== INPUT FOR THIS TASK ==
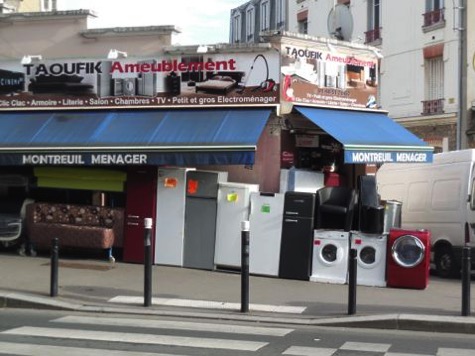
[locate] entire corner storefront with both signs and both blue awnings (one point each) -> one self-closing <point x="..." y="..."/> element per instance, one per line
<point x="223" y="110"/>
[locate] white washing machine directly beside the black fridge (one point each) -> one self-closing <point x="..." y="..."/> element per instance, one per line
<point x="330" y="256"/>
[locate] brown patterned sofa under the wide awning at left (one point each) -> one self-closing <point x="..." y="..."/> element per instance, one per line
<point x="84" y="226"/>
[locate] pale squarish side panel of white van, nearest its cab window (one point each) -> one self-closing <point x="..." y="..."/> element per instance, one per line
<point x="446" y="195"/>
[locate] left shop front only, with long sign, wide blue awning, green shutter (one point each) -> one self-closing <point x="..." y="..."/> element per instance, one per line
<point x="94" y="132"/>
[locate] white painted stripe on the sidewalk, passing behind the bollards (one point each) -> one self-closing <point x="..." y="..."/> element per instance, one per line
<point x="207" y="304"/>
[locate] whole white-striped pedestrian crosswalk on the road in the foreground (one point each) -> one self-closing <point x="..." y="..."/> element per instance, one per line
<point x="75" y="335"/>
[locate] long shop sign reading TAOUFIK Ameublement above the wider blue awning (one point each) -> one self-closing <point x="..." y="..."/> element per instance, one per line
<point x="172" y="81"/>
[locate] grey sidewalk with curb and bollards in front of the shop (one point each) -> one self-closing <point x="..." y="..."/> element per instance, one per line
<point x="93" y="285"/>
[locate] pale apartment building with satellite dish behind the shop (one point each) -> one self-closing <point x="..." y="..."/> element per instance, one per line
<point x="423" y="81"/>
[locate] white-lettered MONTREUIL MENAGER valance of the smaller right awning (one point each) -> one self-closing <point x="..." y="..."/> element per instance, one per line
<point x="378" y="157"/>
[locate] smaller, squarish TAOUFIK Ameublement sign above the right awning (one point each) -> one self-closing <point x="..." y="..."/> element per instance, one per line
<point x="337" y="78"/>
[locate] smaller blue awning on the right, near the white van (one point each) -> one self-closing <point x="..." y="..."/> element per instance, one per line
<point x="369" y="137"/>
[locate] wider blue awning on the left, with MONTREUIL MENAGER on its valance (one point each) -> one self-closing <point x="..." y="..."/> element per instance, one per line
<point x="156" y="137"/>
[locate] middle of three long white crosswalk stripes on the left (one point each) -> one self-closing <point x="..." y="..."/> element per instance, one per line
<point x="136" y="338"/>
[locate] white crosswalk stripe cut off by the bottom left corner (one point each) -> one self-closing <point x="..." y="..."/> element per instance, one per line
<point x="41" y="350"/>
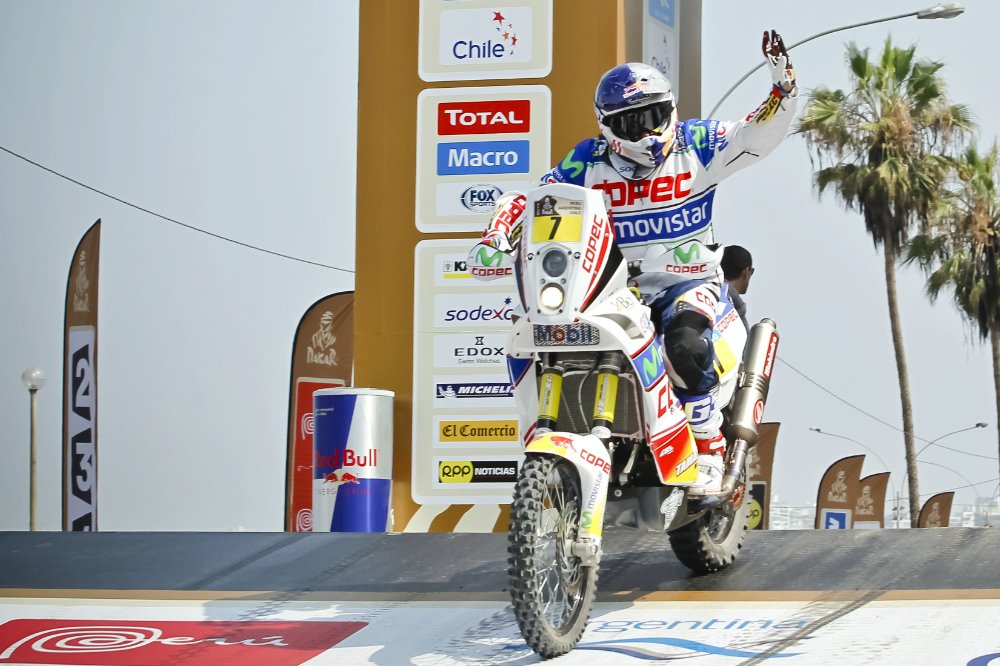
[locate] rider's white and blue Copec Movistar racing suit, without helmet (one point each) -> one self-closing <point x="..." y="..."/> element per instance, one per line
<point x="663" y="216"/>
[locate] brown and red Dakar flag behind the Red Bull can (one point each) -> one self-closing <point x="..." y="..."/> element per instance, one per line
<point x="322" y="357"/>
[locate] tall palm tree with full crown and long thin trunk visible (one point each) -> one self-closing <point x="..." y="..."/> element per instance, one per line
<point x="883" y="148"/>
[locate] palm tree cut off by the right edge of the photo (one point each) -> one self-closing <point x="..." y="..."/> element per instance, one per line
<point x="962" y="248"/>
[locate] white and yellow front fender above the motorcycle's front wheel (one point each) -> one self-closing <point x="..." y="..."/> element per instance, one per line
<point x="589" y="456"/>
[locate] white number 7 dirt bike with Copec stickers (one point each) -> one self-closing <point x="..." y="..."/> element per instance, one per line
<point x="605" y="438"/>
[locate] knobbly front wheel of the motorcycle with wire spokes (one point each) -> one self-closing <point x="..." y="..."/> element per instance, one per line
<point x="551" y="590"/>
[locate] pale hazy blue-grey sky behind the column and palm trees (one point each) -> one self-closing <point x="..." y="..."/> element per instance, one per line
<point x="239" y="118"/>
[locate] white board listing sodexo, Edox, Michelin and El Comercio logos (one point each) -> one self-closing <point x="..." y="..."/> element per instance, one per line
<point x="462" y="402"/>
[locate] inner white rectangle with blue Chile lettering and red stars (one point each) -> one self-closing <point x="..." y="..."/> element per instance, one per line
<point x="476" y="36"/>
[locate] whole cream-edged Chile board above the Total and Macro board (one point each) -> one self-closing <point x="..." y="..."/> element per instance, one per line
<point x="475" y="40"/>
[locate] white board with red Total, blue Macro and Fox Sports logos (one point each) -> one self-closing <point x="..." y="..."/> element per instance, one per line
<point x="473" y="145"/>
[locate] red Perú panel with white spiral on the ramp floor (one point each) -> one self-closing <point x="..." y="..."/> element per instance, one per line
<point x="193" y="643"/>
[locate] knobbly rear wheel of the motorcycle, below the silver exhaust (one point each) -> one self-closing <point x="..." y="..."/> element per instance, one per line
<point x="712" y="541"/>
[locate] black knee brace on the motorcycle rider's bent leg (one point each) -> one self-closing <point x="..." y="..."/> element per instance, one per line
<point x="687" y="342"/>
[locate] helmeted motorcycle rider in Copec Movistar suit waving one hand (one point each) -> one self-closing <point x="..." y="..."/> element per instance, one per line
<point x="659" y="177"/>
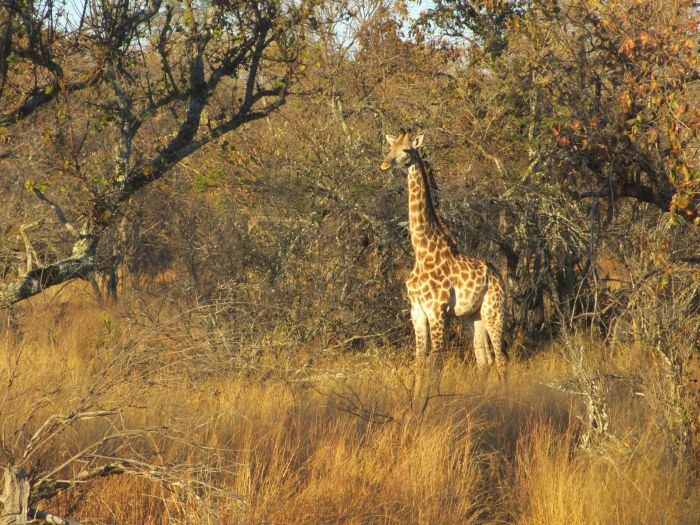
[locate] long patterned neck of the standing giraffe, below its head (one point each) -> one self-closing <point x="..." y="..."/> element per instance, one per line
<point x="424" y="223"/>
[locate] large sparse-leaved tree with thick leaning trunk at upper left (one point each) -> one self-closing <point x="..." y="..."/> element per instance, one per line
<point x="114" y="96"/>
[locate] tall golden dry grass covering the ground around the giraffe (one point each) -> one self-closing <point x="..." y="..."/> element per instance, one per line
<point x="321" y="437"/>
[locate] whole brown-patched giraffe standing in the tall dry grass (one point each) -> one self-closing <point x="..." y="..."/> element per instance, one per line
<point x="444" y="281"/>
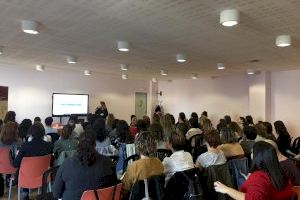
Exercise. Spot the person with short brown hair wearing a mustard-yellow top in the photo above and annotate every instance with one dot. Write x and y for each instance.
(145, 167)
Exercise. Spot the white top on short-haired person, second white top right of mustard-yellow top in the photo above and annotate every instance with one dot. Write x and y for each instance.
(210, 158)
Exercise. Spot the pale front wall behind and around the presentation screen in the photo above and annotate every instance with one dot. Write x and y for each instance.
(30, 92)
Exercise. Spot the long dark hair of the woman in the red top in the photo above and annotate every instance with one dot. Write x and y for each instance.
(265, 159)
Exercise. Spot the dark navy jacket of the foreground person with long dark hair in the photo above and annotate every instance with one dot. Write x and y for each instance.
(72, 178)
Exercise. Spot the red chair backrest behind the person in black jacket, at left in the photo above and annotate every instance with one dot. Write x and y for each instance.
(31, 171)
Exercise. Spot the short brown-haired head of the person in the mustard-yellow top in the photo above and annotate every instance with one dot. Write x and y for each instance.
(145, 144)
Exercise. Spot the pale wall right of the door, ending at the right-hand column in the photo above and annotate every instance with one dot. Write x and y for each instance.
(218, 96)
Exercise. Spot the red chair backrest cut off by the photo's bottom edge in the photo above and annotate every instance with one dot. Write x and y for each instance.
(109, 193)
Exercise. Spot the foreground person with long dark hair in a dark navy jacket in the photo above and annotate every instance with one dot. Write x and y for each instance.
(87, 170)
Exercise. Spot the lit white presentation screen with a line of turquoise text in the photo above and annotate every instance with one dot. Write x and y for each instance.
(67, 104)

== TASK TO COMPLETE ==
Write down the full listing above exactly as it is, except for any images.

== EXERCISE RESULT ==
[locate] entire corner storefront with both signs and both blue awnings (one point each) -> one self-closing <point x="..." y="..."/> element per instance, one per line
<point x="223" y="110"/>
[locate] white washing machine directly beside the black fridge (one point each) -> one self-closing <point x="..." y="..."/> element per instance, one per line
<point x="330" y="256"/>
[locate] brown patterned sofa under the wide awning at left (one point each) -> one self-closing <point x="..." y="..."/> element per instance, one per line
<point x="84" y="226"/>
[locate] pale squarish side panel of white van, nearest its cab window (one point each) -> one self-closing <point x="..." y="..."/> element per instance, one per line
<point x="446" y="195"/>
[locate] left shop front only, with long sign, wide blue awning, green shutter (one point each) -> one self-closing <point x="..." y="..."/> element per instance, one per line
<point x="94" y="132"/>
[locate] white painted stripe on the sidewalk, passing behind the bollards (one point each) -> one self-closing <point x="..." y="..."/> element per instance, one per line
<point x="207" y="304"/>
[locate] whole white-striped pedestrian crosswalk on the road in the foreground (one point each) -> one self-closing <point x="..." y="..."/> element per instance, one per line
<point x="75" y="335"/>
[locate] long shop sign reading TAOUFIK Ameublement above the wider blue awning (one point each) -> one self-closing <point x="..." y="..."/> element per instance, one per line
<point x="172" y="81"/>
[locate] grey sidewalk with curb and bollards in front of the shop (one point each) -> one self-closing <point x="..." y="..."/> element per instance, one per line
<point x="93" y="285"/>
[locate] pale apartment building with satellite dish behind the shop (one point each) -> one self-closing <point x="..." y="..."/> element per instance, one per line
<point x="423" y="81"/>
[locate] white-lettered MONTREUIL MENAGER valance of the smaller right awning (one point each) -> one self-closing <point x="..." y="..."/> element per instance, one per line
<point x="378" y="157"/>
[locate] smaller, squarish TAOUFIK Ameublement sign above the right awning (one point each) -> one self-closing <point x="..." y="..."/> element per instance, one per line
<point x="337" y="78"/>
[locate] smaller blue awning on the right, near the white van (one point each) -> one self-closing <point x="..." y="..."/> element per instance, one per line
<point x="369" y="137"/>
[locate] wider blue awning on the left, with MONTREUIL MENAGER on its valance (one point each) -> one self-closing <point x="..." y="..."/> element per instance, one per line
<point x="156" y="137"/>
[locate] middle of three long white crosswalk stripes on the left (one point each) -> one self-closing <point x="..." y="..."/> element per instance, one per line
<point x="136" y="338"/>
[locate] white crosswalk stripe cut off by the bottom left corner (one point each) -> one self-closing <point x="..." y="..."/> element per instance, one per line
<point x="41" y="350"/>
[locate] rider's white and blue Copec Movistar racing suit, without helmet (one point each) -> one self-closing <point x="..." y="..."/> element per instance, one per line
<point x="663" y="216"/>
[locate] brown and red Dakar flag behind the Red Bull can (one point each) -> one self-closing <point x="..." y="..."/> element per instance, one per line
<point x="322" y="357"/>
[locate] tall palm tree with full crown and long thin trunk visible (one point each) -> one self-closing <point x="..." y="..."/> element per instance, one per line
<point x="883" y="148"/>
[locate] palm tree cut off by the right edge of the photo (one point each) -> one self-closing <point x="..." y="..."/> element per instance, one per line
<point x="962" y="248"/>
[locate] white and yellow front fender above the motorcycle's front wheel (one point each) -> one self-closing <point x="..." y="..."/> element per instance, one per line
<point x="589" y="456"/>
[locate] white number 7 dirt bike with Copec stickers (one point each) -> one self-closing <point x="..." y="..."/> element per instance, one per line
<point x="605" y="438"/>
[locate] knobbly front wheel of the motorcycle with wire spokes (one point each) -> one self-closing <point x="..." y="..."/> element per instance, one per line
<point x="551" y="590"/>
[locate] pale hazy blue-grey sky behind the column and palm trees (one point each) -> one self-closing <point x="..." y="..."/> element per instance, one per line
<point x="239" y="118"/>
[locate] white board listing sodexo, Edox, Michelin and El Comercio logos (one point each) -> one self-closing <point x="..." y="..."/> element per instance, one per line
<point x="462" y="402"/>
[locate] inner white rectangle with blue Chile lettering and red stars (one point each) -> one self-closing <point x="..." y="..."/> element per instance, one per line
<point x="476" y="36"/>
[locate] whole cream-edged Chile board above the Total and Macro board (one point each) -> one self-closing <point x="..." y="..."/> element per instance, one per line
<point x="475" y="40"/>
[locate] white board with red Total, blue Macro and Fox Sports logos (one point each) -> one self-closing <point x="..." y="..."/> element per instance, one per line
<point x="473" y="145"/>
[locate] red Perú panel with white spiral on the ramp floor (one point each) -> one self-closing <point x="..." y="..."/> element per instance, one per line
<point x="193" y="643"/>
[locate] knobbly rear wheel of the motorcycle, below the silver exhaust (one point each) -> one self-closing <point x="..." y="..."/> element per instance, one per line
<point x="712" y="541"/>
[locate] black knee brace on the motorcycle rider's bent leg (one point each) -> one self-closing <point x="..." y="..."/> element per instance, one per line
<point x="687" y="342"/>
[locate] helmeted motorcycle rider in Copec Movistar suit waving one hand (one point each) -> one self-closing <point x="..." y="..."/> element per instance, one per line
<point x="659" y="177"/>
[locate] long patterned neck of the standing giraffe, below its head (one point each) -> one self-closing <point x="..." y="..."/> element per instance, one per line
<point x="424" y="223"/>
[locate] large sparse-leaved tree with thick leaning trunk at upper left (one point each) -> one self-closing <point x="..." y="..."/> element per instance, one per line
<point x="114" y="96"/>
[locate] tall golden dry grass covering the ground around the giraffe (one point each) -> one self-closing <point x="..." y="..."/> element per instance, one per line
<point x="321" y="437"/>
[locate] whole brown-patched giraffe standing in the tall dry grass (one point each) -> one self-closing <point x="..." y="..."/> element per instance, one per line
<point x="444" y="281"/>
Exercise. Spot the person with short brown hair wearing a mustard-yellow top in the photo above and annotate every instance with one dot. Write x and y for each instance.
(145, 167)
Exercise. Spot the white top on short-haired person, second white top right of mustard-yellow top in the photo above and annotate every instance with one dot. Write x and y for each instance.
(210, 158)
Exercise. Spot the pale front wall behind and around the presentation screen in the photo above and annotate every instance with one dot. Write x and y for each instance.
(30, 92)
Exercise. Spot the long dark hair of the woman in the red top in the photo above and annotate every instance with one dot. Write x and y for each instance.
(265, 159)
Exercise. Spot the dark navy jacket of the foreground person with long dark hair in the photo above and annotate every instance with one dot. Write x and y for each instance.
(72, 178)
Exercise. Spot the red chair backrest behind the person in black jacket, at left in the photo above and annotate every instance with one dot. Write x and y for each instance.
(31, 171)
Exercise. Spot the short brown-haired head of the person in the mustard-yellow top in the photo above and annotate every instance with one dot. Write x and y for each instance.
(145, 144)
Exercise. Spot the pale wall right of the door, ending at the right-hand column in the photo above and annotate every instance with one dot. Write x and y for each instance.
(218, 96)
Exercise. Spot the red chair backrest cut off by the photo's bottom edge in the photo above and annotate every instance with one dot. Write x and y for each instance.
(109, 193)
Exercise. Spot the foreground person with long dark hair in a dark navy jacket in the photo above and annotate every instance with one dot. Write x and y for each instance.
(87, 170)
Exercise. Spot the lit white presentation screen with a line of turquoise text in the photo above and annotate every instance with one dot. Write x and y for each instance.
(67, 104)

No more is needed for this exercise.